Short exercise 1: In the listing below, put every line from the one holding "Each instance receives a single keypoint. Tag the person" through the last line of the listing, inclusive, into a Markdown table with the columns Row and Line. Leave out blank lines.

Tech Buyers Guide Porsche Cayman GTS 981C

Tech Buyers Guide Porsche Cayman GTS 981C

If a GT4 is too track oriented for your tastes, but a Cayman S is a little too soft, then the 981 Cayman GTS is the perfect in-between, combining huge comfort with a sharper chassis...


Porsche Cayman GTS 981C

What to be aware of when on the hunt.

Words Robert Smith

Photography Chris Wallbank

By the time of the 981-generation Boxster/Cayman's arrival in 2012, Porsche's calculated merging of 911 and Boxster assembly lines as a means of radically cutting the cost of vehicle production (and, crucially, helping the company to return to financial stability) was less pronounced, allowing the 981 Boxster/Cayman twins to finally branch out on their own.

Porsche Cayman GTS 981C

The Boxster and Cayman remained inextricably linked, of course — whenever one of the 981 twins was released as a special edition (Boxster Spyder, for example), the other was immediately ready to answer back (Cayman GT4). The Cayman GTS, launched in 2014, however, provided the mid-engined coupe with the right kind of appeal to attract a new audience of buyers who didn't want to engage in open-top motoring, but liked the idea of a nimble, mid-engined two-seater Porsche with enough attitude to make buyers of the Cayman S wonder if they'd made the right choice.

In truth, the GTS produces only a small amount of extra engine output over the S (335bhp versus 321bhp, with the dash to 60mph from rest taking just 0.3 seconds less in the Cayman S) and utilises the same 3.4-litre flat-six, but the exquisite styling and chassis package developed for the GTS makes it seem like a Porsche more closely associated with the 3.8-litre GT4.

Material:
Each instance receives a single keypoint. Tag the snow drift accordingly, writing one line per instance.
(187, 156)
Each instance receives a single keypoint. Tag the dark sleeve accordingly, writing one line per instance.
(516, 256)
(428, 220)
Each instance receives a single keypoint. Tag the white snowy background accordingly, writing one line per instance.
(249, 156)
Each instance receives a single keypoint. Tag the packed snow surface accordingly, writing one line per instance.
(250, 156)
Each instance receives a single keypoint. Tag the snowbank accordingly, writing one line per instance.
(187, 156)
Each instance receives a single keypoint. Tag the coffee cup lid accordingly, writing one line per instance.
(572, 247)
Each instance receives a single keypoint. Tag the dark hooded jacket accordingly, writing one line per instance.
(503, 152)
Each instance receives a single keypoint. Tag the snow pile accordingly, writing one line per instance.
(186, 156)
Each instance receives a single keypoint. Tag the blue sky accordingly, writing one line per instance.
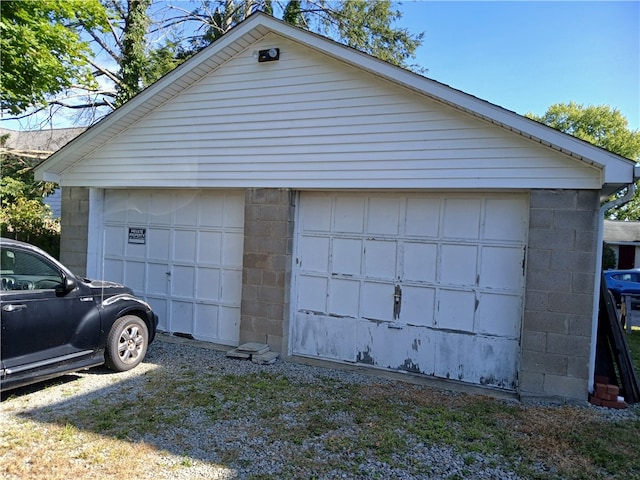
(527, 56)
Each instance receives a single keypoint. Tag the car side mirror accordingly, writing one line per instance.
(67, 285)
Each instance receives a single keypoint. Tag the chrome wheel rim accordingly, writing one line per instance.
(130, 344)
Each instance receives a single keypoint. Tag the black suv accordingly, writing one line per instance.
(54, 322)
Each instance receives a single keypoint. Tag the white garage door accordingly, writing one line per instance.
(430, 284)
(181, 251)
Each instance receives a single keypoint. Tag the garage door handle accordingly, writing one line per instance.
(13, 307)
(397, 302)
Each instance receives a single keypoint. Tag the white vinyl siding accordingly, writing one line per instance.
(306, 121)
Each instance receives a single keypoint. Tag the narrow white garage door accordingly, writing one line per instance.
(182, 251)
(430, 284)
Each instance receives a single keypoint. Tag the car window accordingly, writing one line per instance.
(624, 277)
(20, 270)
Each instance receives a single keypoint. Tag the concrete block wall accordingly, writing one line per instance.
(266, 274)
(74, 222)
(556, 334)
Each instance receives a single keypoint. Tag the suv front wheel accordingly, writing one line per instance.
(127, 343)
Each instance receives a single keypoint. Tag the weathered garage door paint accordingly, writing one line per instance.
(184, 256)
(430, 284)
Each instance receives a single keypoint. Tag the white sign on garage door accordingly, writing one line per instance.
(182, 252)
(430, 284)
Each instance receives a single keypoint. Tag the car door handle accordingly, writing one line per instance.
(13, 307)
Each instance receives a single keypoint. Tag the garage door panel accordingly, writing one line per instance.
(344, 299)
(182, 317)
(439, 277)
(420, 262)
(183, 281)
(489, 361)
(315, 252)
(207, 325)
(380, 259)
(459, 264)
(346, 255)
(158, 243)
(502, 268)
(115, 236)
(408, 349)
(418, 305)
(232, 248)
(423, 217)
(113, 269)
(231, 286)
(383, 216)
(134, 275)
(159, 306)
(188, 265)
(209, 284)
(157, 279)
(325, 337)
(184, 246)
(456, 310)
(377, 301)
(312, 293)
(228, 324)
(209, 248)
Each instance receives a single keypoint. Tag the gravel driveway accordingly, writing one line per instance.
(238, 448)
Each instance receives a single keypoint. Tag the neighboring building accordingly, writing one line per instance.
(38, 145)
(624, 238)
(338, 207)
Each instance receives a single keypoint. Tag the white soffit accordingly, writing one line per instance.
(617, 171)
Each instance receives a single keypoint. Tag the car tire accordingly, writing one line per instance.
(127, 343)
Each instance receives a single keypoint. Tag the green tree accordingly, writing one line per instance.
(138, 41)
(23, 214)
(605, 127)
(367, 25)
(42, 52)
(136, 23)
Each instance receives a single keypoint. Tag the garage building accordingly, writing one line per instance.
(338, 207)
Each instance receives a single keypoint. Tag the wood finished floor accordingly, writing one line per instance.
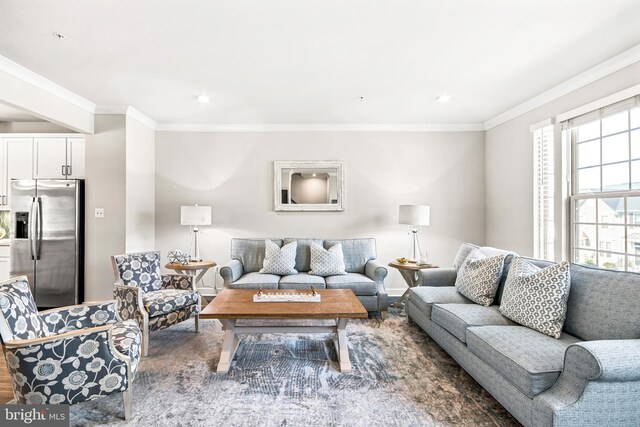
(6, 394)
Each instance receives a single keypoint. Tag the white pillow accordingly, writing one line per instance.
(280, 261)
(535, 297)
(327, 262)
(479, 277)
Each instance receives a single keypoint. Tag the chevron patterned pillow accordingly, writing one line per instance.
(479, 277)
(537, 298)
(280, 261)
(327, 262)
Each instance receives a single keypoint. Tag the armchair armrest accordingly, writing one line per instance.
(231, 272)
(177, 281)
(597, 377)
(129, 304)
(375, 271)
(82, 316)
(437, 277)
(67, 368)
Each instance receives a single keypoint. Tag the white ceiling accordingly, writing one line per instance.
(309, 62)
(10, 114)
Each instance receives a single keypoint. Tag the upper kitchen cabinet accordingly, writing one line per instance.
(16, 163)
(56, 157)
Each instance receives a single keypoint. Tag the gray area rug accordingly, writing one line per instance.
(400, 377)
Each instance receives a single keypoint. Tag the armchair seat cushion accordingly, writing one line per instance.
(126, 338)
(530, 360)
(302, 281)
(165, 301)
(358, 283)
(255, 280)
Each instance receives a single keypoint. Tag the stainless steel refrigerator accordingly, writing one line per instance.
(47, 245)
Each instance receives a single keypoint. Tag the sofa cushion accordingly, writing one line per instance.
(302, 281)
(255, 280)
(250, 252)
(165, 301)
(327, 262)
(425, 296)
(357, 252)
(531, 361)
(303, 254)
(358, 283)
(479, 276)
(603, 304)
(456, 318)
(536, 297)
(279, 260)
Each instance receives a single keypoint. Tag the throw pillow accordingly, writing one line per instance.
(327, 262)
(280, 261)
(479, 277)
(535, 297)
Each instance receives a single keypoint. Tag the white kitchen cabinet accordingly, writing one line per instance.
(16, 163)
(50, 158)
(58, 158)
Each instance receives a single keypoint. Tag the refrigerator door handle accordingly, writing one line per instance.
(38, 235)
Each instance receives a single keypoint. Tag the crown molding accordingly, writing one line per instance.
(330, 127)
(127, 110)
(610, 66)
(23, 73)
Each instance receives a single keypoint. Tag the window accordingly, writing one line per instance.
(606, 179)
(543, 193)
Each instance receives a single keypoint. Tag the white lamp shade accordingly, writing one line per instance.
(414, 214)
(195, 215)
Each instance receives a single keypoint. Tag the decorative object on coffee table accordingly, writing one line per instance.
(232, 305)
(409, 271)
(195, 216)
(415, 216)
(194, 268)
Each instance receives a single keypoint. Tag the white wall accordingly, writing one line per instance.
(140, 186)
(233, 172)
(509, 163)
(105, 188)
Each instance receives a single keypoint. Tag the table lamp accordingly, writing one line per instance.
(415, 216)
(195, 216)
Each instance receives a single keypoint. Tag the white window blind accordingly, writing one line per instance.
(543, 191)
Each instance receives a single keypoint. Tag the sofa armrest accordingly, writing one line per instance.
(437, 277)
(177, 281)
(71, 318)
(231, 272)
(597, 376)
(375, 271)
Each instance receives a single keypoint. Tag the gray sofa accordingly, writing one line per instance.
(588, 377)
(365, 276)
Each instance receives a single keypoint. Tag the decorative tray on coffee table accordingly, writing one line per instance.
(262, 296)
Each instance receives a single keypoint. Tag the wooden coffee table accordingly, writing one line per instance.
(233, 304)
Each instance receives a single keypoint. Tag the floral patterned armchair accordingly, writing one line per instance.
(154, 300)
(66, 355)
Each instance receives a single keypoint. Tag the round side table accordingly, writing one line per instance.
(409, 272)
(194, 268)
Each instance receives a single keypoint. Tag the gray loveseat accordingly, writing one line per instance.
(365, 276)
(588, 377)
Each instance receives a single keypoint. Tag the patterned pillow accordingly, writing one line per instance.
(327, 262)
(479, 277)
(280, 261)
(18, 312)
(140, 269)
(537, 298)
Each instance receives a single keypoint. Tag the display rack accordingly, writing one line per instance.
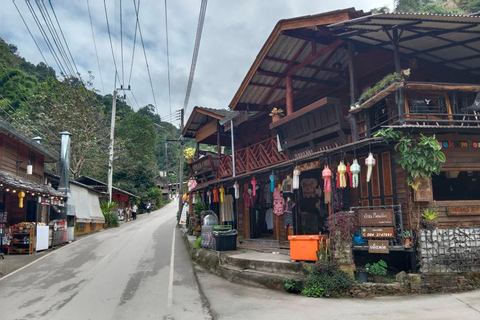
(23, 242)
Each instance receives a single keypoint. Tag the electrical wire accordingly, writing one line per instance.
(196, 48)
(168, 58)
(95, 45)
(145, 54)
(36, 44)
(111, 45)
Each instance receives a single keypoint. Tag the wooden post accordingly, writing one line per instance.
(289, 95)
(352, 117)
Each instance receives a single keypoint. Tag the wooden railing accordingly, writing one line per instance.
(257, 156)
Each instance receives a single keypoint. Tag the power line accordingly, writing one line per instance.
(36, 44)
(168, 58)
(145, 54)
(196, 48)
(95, 45)
(111, 45)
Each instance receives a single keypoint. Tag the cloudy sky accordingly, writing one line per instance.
(234, 32)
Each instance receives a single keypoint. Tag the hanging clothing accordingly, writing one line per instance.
(226, 209)
(296, 178)
(267, 194)
(269, 219)
(278, 203)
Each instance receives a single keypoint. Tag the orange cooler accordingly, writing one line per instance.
(304, 248)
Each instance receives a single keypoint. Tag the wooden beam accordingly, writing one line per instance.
(206, 131)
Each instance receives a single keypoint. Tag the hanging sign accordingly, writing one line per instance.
(378, 246)
(309, 166)
(377, 232)
(376, 218)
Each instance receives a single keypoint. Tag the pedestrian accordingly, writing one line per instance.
(134, 211)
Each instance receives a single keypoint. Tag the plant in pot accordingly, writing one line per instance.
(407, 238)
(430, 218)
(378, 270)
(276, 114)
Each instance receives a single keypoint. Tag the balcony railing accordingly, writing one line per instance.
(257, 156)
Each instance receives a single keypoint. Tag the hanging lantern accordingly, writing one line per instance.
(296, 178)
(327, 184)
(272, 178)
(21, 195)
(237, 190)
(222, 193)
(342, 179)
(370, 163)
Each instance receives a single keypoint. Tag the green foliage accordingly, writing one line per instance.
(430, 214)
(325, 279)
(198, 243)
(377, 268)
(420, 156)
(291, 285)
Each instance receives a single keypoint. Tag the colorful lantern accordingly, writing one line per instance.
(370, 163)
(327, 185)
(355, 169)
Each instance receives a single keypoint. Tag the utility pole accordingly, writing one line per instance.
(182, 159)
(112, 142)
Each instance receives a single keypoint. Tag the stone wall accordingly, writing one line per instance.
(453, 250)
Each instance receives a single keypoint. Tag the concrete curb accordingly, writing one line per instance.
(216, 262)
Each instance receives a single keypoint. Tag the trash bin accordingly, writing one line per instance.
(304, 248)
(225, 240)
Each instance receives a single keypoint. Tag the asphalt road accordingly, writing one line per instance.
(121, 273)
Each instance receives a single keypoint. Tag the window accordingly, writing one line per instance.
(456, 185)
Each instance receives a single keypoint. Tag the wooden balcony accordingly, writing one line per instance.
(315, 127)
(204, 169)
(428, 106)
(257, 156)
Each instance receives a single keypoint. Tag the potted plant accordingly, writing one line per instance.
(362, 275)
(430, 218)
(406, 236)
(378, 270)
(276, 114)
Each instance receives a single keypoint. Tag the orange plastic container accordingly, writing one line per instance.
(304, 248)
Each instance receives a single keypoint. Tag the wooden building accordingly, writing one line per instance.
(320, 71)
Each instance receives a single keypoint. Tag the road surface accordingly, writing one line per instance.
(120, 273)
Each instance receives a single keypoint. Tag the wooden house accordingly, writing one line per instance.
(315, 69)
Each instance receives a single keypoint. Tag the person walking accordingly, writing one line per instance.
(134, 211)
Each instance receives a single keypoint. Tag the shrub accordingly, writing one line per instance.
(325, 279)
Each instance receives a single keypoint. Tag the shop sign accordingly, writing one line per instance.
(424, 192)
(464, 210)
(309, 166)
(376, 218)
(378, 246)
(377, 232)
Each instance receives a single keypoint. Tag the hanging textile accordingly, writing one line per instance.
(342, 179)
(327, 185)
(237, 190)
(215, 194)
(278, 203)
(355, 168)
(296, 178)
(222, 193)
(254, 186)
(272, 178)
(370, 163)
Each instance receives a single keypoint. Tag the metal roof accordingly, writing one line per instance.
(452, 40)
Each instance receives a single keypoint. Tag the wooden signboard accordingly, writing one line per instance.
(309, 166)
(424, 193)
(464, 210)
(376, 218)
(378, 246)
(377, 232)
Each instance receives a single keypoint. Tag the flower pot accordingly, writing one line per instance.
(362, 276)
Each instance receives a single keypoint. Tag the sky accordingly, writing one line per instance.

Short exercise 2: Write out, word for word, the passage of the Porsche Cayman GTS buyers guide between "Photography Chris Wallbank" and "on their own.", inclusive.

Task response 1:
| Row | Line |
|---|---|
| 1 | Each instance receives a single keypoint. Tag the person walking accordingly, writing one line per instance. |
| 2 | (134, 211) |
| 3 | Each instance receives a single keypoint. Tag the shrub accordingly, writing one line per instance. |
| 4 | (325, 279) |
| 5 | Each instance receives a single keypoint. Tag the shop sign accordingly, writing one line per instance. |
| 6 | (424, 192) |
| 7 | (464, 210) |
| 8 | (309, 166) |
| 9 | (376, 218) |
| 10 | (378, 246) |
| 11 | (377, 232) |
| 12 | Each instance receives a single keypoint. Tag the hanging textile accordingly, writing one line per instance. |
| 13 | (342, 179) |
| 14 | (327, 185) |
| 15 | (237, 190) |
| 16 | (215, 194) |
| 17 | (278, 203) |
| 18 | (355, 168) |
| 19 | (296, 178) |
| 20 | (222, 193) |
| 21 | (254, 186) |
| 22 | (272, 178) |
| 23 | (370, 163) |
| 24 | Each instance receives a single keypoint. Tag the metal roof accordingly, writing one line per instance. |
| 25 | (452, 40) |
| 26 | Each instance receives a single keypoint. Tag the wooden signboard accordingly, writing one line per instance. |
| 27 | (309, 166) |
| 28 | (424, 193) |
| 29 | (464, 210) |
| 30 | (376, 218) |
| 31 | (378, 246) |
| 32 | (377, 232) |
| 33 | Each instance receives a single keypoint. Tag the flower pot accordingly, writing one line per instance. |
| 34 | (362, 276) |
| 35 | Each instance receives a single keypoint. Tag the sky accordingly, writing one line per instance. |

Task response 2:
Photography Chris Wallbank

By the time of the 981-generation Boxster/Cayman's arrival in 2012, Porsche's calculated merging of 911 and Boxster assembly lines as a means of radically cutting the cost of vehicle production (and, crucially, helping the company to return to financial stability) was less pronounced, allowing the 981 Boxster/Cayman twins to finally branch out on their own.